- _Exercise requirements_
Reproduce, word for word, the entire passage below on assessing how a Hebrew School serves children with special needs.

- _Page text_
★ ★ ★ ★ ★

2. What’s the Hebrew School’s track record on including children with special needs? Ask for specifics. If your child has an auditory processing disorder, ask how they have accommodated other kids who struggle in similar ways. How many kids have there been in recent years whose special learning needs were a reason for leaving the program? This will give you a good idea about what extent they expect your child to meet their needs, versus how far they are willing to go to meet your child’s needs.
3. What kinds of supports does the Hebrew School have in place? Some programs employ a learning specialist or a Hebrew resource room teacher. You’ll want to meet with those people personally to learn about their approach to teaching. Some programs will tell you that because their classes are small, they are able to accommodate many different kinds of learners. That might be true, but small class size does not, in and of itself, equal a true understanding of special needs. Sit in a couple of classes and see for yourself. Do the structure of the class and the methods of teaching match your child’s learning needs?
4. Speaking of sitting in on classes–if a school says they don’t allow that (“It causes too much disruption to our students” or “If one parent sits in, every parent will want to” or anything else you might hear) that’s usually a red flag. A school that’s proud of what goes on in their classrooms should want to shout it from the rooftops.

★ ★ ★ ★ ★

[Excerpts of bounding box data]
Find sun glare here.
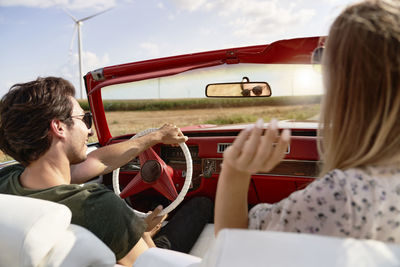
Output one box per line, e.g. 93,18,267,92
293,66,322,95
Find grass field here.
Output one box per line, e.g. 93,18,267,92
0,96,320,162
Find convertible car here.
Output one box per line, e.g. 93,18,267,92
85,37,323,216
0,37,400,267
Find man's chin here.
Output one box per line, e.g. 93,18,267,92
70,154,87,165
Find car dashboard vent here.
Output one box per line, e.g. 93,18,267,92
217,143,232,153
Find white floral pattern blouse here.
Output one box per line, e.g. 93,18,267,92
249,166,400,243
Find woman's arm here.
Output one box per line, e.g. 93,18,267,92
215,119,290,237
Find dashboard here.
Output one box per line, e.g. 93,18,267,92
105,127,320,205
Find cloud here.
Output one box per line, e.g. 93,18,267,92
0,0,116,10
59,51,110,96
171,0,318,44
157,2,165,9
171,0,208,11
139,42,160,58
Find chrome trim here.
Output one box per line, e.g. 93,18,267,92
90,68,105,81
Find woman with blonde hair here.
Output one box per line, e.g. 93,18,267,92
215,0,400,243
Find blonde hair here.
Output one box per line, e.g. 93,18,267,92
318,0,400,175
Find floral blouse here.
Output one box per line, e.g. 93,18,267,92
249,165,400,243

★ ★ ★ ★ ★

- _Correct output_
2. What’s the Hebrew School’s track record on including children with special needs? Ask for specifics. If your child has an auditory processing disorder, ask how they have accommodated other kids who struggle in similar ways. How many kids have there been in recent years whose special learning needs were a reason for leaving the program? This will give you a good idea about what extent they expect your child to meet their needs, versus how far they are willing to go to meet your child’s needs.
3. What kinds of supports does the Hebrew School have in place? Some programs employ a learning specialist or a Hebrew resource room teacher. You’ll want to meet with those people personally to learn about their approach to teaching. Some programs will tell you that because their classes are small, they are able to accommodate many different kinds of learners. That might be true, but small class size does not, in and of itself, equal a true understanding of special needs. Sit in a couple of classes and see for yourself. Do the structure of the class and the methods of teaching match your child’s learning needs?
4. Speaking of sitting in on classes–if a school says they don’t allow that (“It causes too much disruption to our students” or “If one parent sits in, every parent will want to” or anything else you might hear) that’s usually a red flag. A school that’s proud of what goes on in their classrooms should want to shout it from the rooftops.